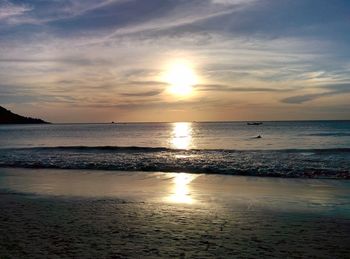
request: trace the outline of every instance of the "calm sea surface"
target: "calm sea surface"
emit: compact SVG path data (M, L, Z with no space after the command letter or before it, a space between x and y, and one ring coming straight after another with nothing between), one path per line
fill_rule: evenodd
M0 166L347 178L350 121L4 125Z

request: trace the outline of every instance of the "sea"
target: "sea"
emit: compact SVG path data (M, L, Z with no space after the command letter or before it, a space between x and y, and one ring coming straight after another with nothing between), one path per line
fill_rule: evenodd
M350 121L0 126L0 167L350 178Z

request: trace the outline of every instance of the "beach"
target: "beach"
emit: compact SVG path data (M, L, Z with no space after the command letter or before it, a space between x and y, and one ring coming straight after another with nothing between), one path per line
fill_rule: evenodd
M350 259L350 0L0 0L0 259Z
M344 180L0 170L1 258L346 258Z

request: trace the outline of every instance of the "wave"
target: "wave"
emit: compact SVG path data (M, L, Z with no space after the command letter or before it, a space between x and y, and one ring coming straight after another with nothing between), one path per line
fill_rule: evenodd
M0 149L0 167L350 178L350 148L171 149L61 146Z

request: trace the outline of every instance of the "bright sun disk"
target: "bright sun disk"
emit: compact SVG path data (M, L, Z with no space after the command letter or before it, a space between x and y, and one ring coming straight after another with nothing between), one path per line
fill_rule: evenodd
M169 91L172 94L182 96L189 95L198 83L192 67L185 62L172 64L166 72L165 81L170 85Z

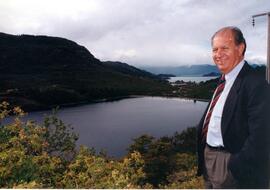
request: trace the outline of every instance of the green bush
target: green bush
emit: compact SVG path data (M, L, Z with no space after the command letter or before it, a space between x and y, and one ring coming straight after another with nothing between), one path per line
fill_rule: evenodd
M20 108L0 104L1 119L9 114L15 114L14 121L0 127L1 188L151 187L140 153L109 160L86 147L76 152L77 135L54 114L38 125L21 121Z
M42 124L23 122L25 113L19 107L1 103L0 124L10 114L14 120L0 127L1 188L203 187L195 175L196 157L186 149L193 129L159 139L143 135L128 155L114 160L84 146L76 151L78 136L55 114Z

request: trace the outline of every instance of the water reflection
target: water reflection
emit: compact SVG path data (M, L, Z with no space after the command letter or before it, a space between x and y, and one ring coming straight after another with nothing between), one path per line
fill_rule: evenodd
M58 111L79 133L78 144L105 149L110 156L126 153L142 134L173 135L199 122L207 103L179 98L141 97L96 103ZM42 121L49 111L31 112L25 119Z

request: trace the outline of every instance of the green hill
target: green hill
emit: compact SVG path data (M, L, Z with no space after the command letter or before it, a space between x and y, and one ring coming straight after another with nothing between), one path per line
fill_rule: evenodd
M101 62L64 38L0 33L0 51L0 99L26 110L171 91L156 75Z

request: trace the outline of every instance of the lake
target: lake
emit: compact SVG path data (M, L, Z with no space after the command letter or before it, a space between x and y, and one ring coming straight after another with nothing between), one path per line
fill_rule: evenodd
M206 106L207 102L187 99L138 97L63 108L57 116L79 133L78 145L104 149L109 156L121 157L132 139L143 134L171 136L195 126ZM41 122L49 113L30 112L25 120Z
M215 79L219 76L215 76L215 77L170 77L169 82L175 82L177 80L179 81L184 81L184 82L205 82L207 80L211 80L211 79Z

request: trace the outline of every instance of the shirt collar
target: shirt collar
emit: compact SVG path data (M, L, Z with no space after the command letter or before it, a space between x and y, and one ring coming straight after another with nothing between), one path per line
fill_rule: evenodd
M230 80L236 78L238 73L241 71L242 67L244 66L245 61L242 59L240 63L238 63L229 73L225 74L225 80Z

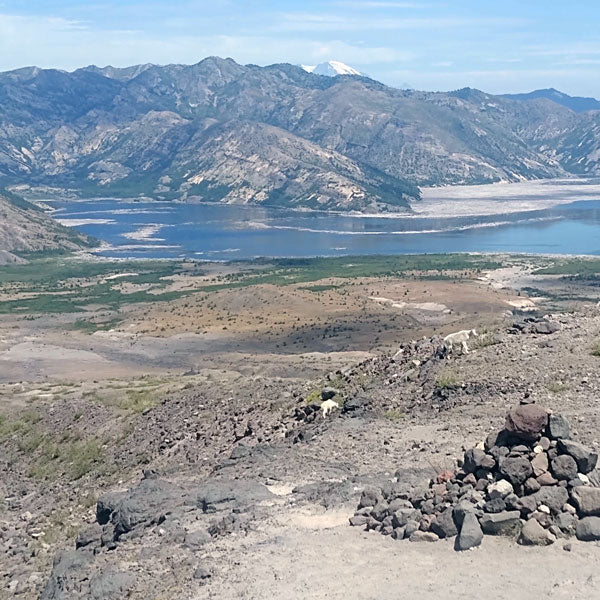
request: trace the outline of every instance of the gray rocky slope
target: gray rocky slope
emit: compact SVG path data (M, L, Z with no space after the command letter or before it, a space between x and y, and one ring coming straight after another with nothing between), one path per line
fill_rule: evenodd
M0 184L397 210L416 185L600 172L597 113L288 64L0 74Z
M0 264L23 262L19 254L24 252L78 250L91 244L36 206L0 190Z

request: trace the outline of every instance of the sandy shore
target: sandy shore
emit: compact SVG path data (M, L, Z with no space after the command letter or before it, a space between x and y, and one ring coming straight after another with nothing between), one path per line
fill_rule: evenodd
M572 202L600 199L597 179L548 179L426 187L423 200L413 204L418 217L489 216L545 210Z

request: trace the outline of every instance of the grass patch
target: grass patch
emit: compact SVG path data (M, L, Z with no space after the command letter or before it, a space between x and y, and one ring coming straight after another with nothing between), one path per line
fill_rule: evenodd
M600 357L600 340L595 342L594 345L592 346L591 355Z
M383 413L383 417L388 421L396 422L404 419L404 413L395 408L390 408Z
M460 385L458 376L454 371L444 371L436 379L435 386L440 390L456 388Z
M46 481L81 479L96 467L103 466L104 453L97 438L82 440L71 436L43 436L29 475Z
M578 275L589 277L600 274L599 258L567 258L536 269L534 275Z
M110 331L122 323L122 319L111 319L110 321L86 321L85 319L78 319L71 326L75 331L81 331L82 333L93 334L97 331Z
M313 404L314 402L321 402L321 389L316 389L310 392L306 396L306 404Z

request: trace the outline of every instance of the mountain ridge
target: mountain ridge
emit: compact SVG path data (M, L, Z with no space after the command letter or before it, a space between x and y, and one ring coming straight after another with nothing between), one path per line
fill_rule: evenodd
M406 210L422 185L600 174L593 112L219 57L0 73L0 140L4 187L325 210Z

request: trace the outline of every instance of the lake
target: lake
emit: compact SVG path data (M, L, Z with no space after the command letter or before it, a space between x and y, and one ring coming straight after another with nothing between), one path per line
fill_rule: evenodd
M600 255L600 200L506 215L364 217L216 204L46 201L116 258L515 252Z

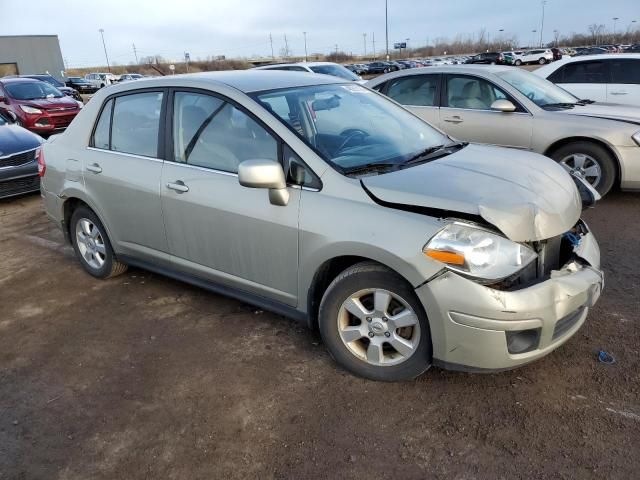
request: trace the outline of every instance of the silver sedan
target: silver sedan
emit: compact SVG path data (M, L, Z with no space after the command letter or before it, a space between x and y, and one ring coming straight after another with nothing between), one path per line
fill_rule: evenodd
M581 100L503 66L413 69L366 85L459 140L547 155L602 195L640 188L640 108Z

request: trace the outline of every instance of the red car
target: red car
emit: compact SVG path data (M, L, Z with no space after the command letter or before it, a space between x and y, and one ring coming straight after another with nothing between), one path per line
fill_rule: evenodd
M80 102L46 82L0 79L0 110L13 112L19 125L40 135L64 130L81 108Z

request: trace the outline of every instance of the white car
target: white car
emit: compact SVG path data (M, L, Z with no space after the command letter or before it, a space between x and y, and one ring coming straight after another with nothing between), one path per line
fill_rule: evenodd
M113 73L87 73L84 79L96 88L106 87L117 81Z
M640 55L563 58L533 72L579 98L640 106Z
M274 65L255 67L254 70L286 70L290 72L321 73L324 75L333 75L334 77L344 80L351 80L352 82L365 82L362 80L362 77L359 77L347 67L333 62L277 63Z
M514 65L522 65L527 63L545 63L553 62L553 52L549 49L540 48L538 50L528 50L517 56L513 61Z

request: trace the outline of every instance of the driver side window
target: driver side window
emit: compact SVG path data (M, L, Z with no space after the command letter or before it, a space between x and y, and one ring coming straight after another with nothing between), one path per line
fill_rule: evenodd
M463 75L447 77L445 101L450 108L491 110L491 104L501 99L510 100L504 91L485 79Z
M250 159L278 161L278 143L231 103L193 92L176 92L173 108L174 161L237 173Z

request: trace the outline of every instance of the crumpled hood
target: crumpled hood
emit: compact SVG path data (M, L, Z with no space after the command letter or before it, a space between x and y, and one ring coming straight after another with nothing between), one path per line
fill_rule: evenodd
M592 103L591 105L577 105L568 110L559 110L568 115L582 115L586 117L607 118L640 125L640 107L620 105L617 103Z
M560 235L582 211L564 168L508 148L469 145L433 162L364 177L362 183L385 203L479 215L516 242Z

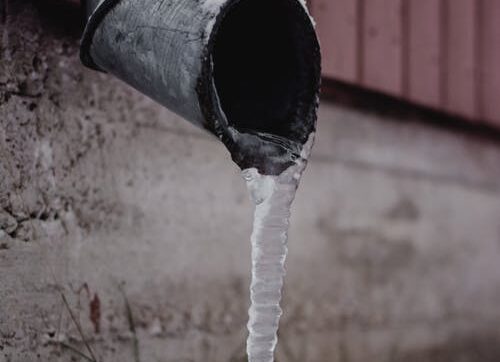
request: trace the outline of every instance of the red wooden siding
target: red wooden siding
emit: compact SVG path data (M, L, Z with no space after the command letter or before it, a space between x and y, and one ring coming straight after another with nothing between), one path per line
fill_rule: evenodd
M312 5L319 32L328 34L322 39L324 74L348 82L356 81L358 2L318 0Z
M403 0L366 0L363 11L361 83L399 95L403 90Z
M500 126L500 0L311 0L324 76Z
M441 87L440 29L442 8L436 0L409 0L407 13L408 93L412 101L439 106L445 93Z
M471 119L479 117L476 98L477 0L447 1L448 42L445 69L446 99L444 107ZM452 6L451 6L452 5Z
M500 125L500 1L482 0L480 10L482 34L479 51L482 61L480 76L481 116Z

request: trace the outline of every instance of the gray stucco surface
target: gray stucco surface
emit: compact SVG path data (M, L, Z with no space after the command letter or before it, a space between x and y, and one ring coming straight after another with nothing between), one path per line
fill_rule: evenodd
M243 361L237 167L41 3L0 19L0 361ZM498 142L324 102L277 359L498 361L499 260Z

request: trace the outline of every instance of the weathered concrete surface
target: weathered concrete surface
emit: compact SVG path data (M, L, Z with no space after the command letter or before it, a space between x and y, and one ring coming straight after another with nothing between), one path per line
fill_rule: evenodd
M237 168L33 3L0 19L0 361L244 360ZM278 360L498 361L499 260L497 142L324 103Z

(Work to be completed):
In the listing above, find each line containing "green" and copy it.

(Finished exercise):
request: trace the outline of every instance of the green bush
target: green bush
request: trace the outline of every instance of the green hill
target: green hill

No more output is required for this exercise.